St Andrew’s Parish itself was organized in 1806 as St John’s Parish, and the foundations of its first church building are now the foundations of the R.T. Facts shop at 22 South Main Street. In 1819, the small congregation called the Reverend George B. Andrews to take charge of the parish, the day before the almost equally small congregation in New Preston (Marble Dale) extended a similar call to him. Mr Andrews had been serving in Sharon since the previous year, and so he now traveled amongst three congregations, some 15 – 30 miles distant from one another. By 1822, he led two more congregations –in Canaan and Salisbury—as well. His wife had a considerable fortune, and so with her help he was, beginning in 1822 when he laid cornerstones in New Preston and Salisbury, able to provide new church buildings for his parishioners. Bishop Thomas Church Brownell, the 3rdBishop of Connecticut, consecrated the new church building in Kent in 1827, the year after its completion; and because of the popularity of Mr Andrews and because of his wife’s generosity, the parish ceased to be that of St John’s and became that of St Andrew’s.
The new St Andrew’s Church was a bit north in what is now Route 7 than was St John’s Church, and the structure at 1 North Main Street (at the corner of Routes 7 and 341) is pretty much that which we know today. The Reverend Mr Andrews was probably his own architect, and the five buildings that he built –in Kent, Marble Dale, Salisbury, Sharon, and Wappingers Falls (NY)—are obviously similar, characterized by hammer-beam ceilings and distinctive lancet windows. They are among the earliest examples of the ‘Gothic Revival’ style in theUnited States.
Because the Congregationalist majority in western Connecticut was sufficiently uncomfortable with Anglican worshipping in their midst, St Andrew’s Church was originally sited at the southern outskirts of the town of Kent, intentionally on the fringe of things; and Mr Andrews perhaps intentionally thought to irritate his Congregationalist neighbors by his use of lancet windows –sharply pointed arches—and erecting what obviously appeared to be a parish church building of the Church of England in territory claimed by the dissenting Congregationalists. (Within a quarter of a century, however, the Gothic Revival style had become so popular that, when a new Congregationalist meeting house was built in Kent, it was more ornately ‘gothic’ in exterior appearance than was St Andrew’s Church.)

------------------------------------------------------------------------

» **Requirements**
1. Reproduce the part of the records that begins with the line containing "find the horse's front leg in the photo above" and runs through the final line of the records, keeping both ends.
2. Proceed with the history of St Andrew's Parish in Kent, picking up after its final sentence.

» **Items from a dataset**
------------------------------------------------------------------------

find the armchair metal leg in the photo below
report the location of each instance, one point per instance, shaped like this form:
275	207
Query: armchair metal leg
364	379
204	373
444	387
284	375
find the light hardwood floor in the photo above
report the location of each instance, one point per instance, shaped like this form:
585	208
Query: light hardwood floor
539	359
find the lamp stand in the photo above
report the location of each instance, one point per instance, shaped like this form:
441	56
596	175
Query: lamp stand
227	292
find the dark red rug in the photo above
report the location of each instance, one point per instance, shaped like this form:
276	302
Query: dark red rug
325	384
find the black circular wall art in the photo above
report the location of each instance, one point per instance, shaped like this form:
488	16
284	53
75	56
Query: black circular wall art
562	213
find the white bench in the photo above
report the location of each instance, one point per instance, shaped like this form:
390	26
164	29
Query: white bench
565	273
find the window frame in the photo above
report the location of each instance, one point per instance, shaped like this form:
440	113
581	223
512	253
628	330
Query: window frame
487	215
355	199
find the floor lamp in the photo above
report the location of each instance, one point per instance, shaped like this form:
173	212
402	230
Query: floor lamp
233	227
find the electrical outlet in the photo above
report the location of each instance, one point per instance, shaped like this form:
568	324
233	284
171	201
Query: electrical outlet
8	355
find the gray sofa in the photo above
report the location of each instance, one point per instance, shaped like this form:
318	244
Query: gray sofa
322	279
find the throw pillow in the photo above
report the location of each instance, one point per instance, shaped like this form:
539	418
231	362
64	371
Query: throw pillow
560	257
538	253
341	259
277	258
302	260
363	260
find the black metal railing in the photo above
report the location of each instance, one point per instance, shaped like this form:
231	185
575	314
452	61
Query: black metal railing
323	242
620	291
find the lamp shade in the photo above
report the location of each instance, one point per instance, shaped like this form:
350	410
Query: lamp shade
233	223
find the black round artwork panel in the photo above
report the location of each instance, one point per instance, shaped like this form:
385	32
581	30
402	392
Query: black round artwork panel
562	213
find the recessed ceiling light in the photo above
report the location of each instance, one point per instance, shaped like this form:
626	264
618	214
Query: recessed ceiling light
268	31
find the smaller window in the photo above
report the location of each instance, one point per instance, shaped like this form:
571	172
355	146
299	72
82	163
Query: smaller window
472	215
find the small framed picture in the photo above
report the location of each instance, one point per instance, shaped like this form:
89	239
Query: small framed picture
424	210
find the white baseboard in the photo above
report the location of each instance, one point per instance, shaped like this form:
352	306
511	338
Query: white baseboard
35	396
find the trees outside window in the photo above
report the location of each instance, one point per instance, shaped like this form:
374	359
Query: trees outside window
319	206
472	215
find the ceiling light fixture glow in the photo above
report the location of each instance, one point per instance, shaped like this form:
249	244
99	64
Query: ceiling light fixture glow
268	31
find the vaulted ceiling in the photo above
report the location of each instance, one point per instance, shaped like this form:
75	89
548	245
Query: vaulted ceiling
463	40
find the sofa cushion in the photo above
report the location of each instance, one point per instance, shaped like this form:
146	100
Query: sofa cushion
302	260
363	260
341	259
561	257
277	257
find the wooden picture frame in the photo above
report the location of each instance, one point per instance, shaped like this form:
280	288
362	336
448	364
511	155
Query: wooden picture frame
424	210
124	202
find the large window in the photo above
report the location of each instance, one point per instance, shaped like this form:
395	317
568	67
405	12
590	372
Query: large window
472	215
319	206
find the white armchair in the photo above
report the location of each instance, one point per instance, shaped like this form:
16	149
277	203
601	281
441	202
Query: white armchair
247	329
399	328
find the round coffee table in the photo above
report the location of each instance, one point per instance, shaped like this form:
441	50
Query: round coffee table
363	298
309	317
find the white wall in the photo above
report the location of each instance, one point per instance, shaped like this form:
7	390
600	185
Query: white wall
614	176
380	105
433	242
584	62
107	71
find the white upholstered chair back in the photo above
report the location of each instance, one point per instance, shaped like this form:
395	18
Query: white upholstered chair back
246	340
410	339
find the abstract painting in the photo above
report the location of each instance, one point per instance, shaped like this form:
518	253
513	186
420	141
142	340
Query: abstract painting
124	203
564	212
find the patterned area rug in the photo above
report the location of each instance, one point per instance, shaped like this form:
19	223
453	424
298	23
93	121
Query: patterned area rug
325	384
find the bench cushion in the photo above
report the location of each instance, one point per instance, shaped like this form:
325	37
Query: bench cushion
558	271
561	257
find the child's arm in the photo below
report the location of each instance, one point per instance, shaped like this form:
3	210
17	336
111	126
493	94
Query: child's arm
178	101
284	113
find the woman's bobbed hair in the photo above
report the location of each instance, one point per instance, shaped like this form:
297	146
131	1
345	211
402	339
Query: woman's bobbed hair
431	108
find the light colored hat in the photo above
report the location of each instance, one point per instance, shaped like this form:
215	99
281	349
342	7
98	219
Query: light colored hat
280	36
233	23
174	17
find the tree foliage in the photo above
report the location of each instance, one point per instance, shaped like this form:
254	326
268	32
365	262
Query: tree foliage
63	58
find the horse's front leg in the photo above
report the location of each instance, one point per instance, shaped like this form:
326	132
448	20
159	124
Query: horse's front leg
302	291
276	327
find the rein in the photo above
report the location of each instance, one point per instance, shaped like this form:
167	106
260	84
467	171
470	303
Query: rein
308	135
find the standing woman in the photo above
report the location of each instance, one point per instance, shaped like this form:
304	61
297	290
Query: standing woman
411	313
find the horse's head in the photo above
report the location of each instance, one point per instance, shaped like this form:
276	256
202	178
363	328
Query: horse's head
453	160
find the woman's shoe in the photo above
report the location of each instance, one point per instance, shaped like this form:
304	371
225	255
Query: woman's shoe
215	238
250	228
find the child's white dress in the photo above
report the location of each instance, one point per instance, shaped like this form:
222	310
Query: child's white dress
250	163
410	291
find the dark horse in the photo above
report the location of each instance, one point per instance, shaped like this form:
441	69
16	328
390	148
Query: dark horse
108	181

------------------------------------------------------------------------

» **Results of the tasks**
1.
find the horse's front leg in the photo above
report the location of each instance, one point per instance, shaped like this form:
326	132
448	20
159	124
Query: horse's front leg
302	291
276	327
find the rein in the photo above
report the location of each instance, one point per instance, shaped like this form:
167	106
260	84
467	171
470	303
Query: rein
308	135
find the standing woman in the photo above
report the location of each instance, one point per instance, shaped like this form:
304	61
297	290
Query: standing woman
411	313
find the horse's head in the photo above
report the location of each instance, one point per instance, shaped like this form:
276	256
202	178
363	328
Query: horse's head
453	160
find the woman's shoe in the photo above
report the location of each instance, one point per instance, shaped like this form:
304	371
225	255
Query: woman's shoe
215	238
250	228
find the child's white dress in the photo above
report the location of each instance, one point per instance, shaped like this form:
222	310
Query: child's white dress
250	163
410	291
find the dark horse in the photo above
report the location of each instance, one point per instance, shaped like this form:
441	69
16	328
390	148
Query: dark horse
108	181

2.
In the 1870s, the parish added the chancel and sacristy to the west elevation of the original building, removed the galleries that had rimmed all but the west elevation of the nave, and replaced the crennallated top to the bell tower with the distinctive steeple still in place. In 1883, the current rectory was built in order to accommodate the Reverend Isaac Chauncey Sturges, whose wife, Mary Louisa Fuller Sturges, had just given birth to their first child. Mary Louisa was the daughter of a former warden of the parish, and she and her husband had been living with her widowed mother: the building of the rectory had to do with the decision of the parish to allow their second full-time rector and his family to have a house of their own, presumably much to the relief of the Fullers.
In the 1950s, Bishop Walter Henry Gray had begun to urge all parishes in the Diocese of Connecticut to build parish houses; and in 1961, when David McAlpin Pyle was the rector, St Andrew’s moved its church school and social functions out of the undercroft of the church building, where they had been housed since the undercroft had been dug in the 1930s, and into the parish house that serves the congregation to this day. In 2005/6, with the former Warden Wes Wyrick as the architect, the parish house was renovated and expanded to include modern offices and a choir room. In 2011, Wes Wyrick also designed and supervised the construction of a handsome memorial garden, between the church building and the parish house, for the interment of ashes. Burial in the memorial garden, St Andrew’s Close, is available to the members of the parish and to its friends.
After the arrival of the railroad in the mid-19th century, the town of Kent shifted south of its original location in what is now the Flanders section, and St Andrew’s Church was no longer on the edge of the settlement but rather in the heart of the commercial district. The parish has long been actively in the life of the town, and its members are well represented on the various committees of local government."